▸ OBJETIVO
En el fragmento de lectura, ¿a quién se atribuye la cita que afirma que Dios reveló que la mayor parte de los cristianos que se condenan es a causa de confesiones mal hechas?

▸ FRAGMENTO DE LECTURA
“La
vergüenza estorba a muchos de estos buenos campesinos a confesar todos sus
pecados a sus sacerdotes, lo que les tiene en estado de eterna condenación”. (San Vicente de
Paúl).
“Los
que tienen un poco de experiencia saben perfectamente qne esta maldita
vergüenza puebla de condenados el infierno”, (San Alfonso M. de Ligorio).
“La
experiencia ha enseñado a todos harto por demás, que la mayor parte de los cristianos
se condenan por defectos esenciales en sus confesiones ordinarias”. (P. Brydaine.
— Vida, por el abate Carrón).
“Predicad
a menudo contra las confesiones sacrílegas, porque Dios me ha revelado que la
mayor parte de los cristianos que se condenan, es a causa de confesiones mal
hechas”. (Santa Teresa, citada por Segneri y Mach).
LOS
GRANDES SANTOS MODERNOS.
Siglos
XVI y XVII.
¿Es
verdad que un número más o menos considerable de penitentes callan por falsa
vergüenza o rubor, u otro parecido motivo, sus pecados en confesión? A esta
pregunta respondemos sin vacilaciones y resueltamente: Sí; es verdad.
Evidentemente, no basta consignar aquí esta
afirmación: es necesario probarla. Pues bien; entendiendo que sólo la autoridad
de los hombres más experimentados en el gobierno y dirección de las almas puede
sólidamente establecerla, no recurriremos a otros, sino a ellos, en demanda de
nuestras pruebas.

▸ MATERIAL PROPORCIONADO

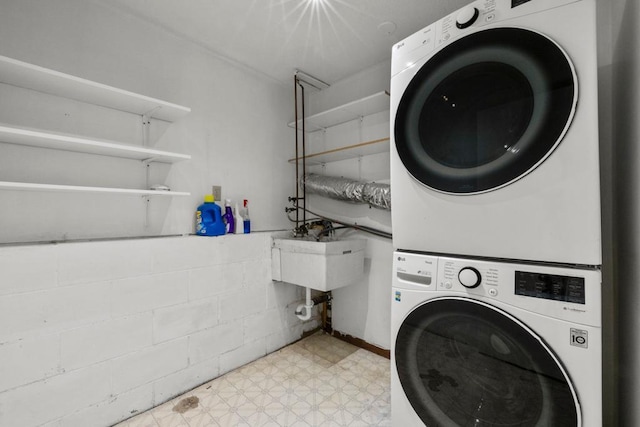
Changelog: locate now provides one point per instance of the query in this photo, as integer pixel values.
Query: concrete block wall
(92, 333)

▸ RESPUESTA ESPERADA
A Santa Teresa, citada por Segneri y Mach.